§ Work to be completed:
Every line from the line containing "column 702, row 18" through the final line below is to be repeated exactly; no other line is.

########################################

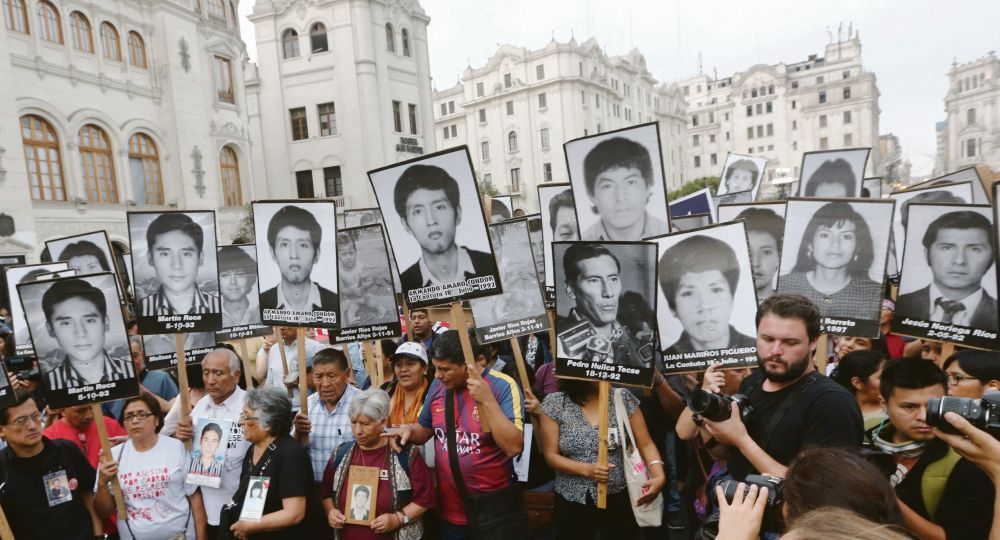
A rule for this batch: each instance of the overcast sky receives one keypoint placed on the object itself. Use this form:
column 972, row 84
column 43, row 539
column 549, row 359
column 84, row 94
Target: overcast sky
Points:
column 909, row 45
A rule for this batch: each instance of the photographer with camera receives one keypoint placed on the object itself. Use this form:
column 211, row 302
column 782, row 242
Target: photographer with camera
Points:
column 786, row 405
column 941, row 494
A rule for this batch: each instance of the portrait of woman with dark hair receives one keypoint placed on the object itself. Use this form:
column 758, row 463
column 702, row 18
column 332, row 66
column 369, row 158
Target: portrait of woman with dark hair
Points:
column 831, row 268
column 698, row 277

########################################

§ Response for this exercise:
column 702, row 18
column 332, row 66
column 369, row 158
Target: portrait of woman with dark hair
Points:
column 831, row 268
column 698, row 277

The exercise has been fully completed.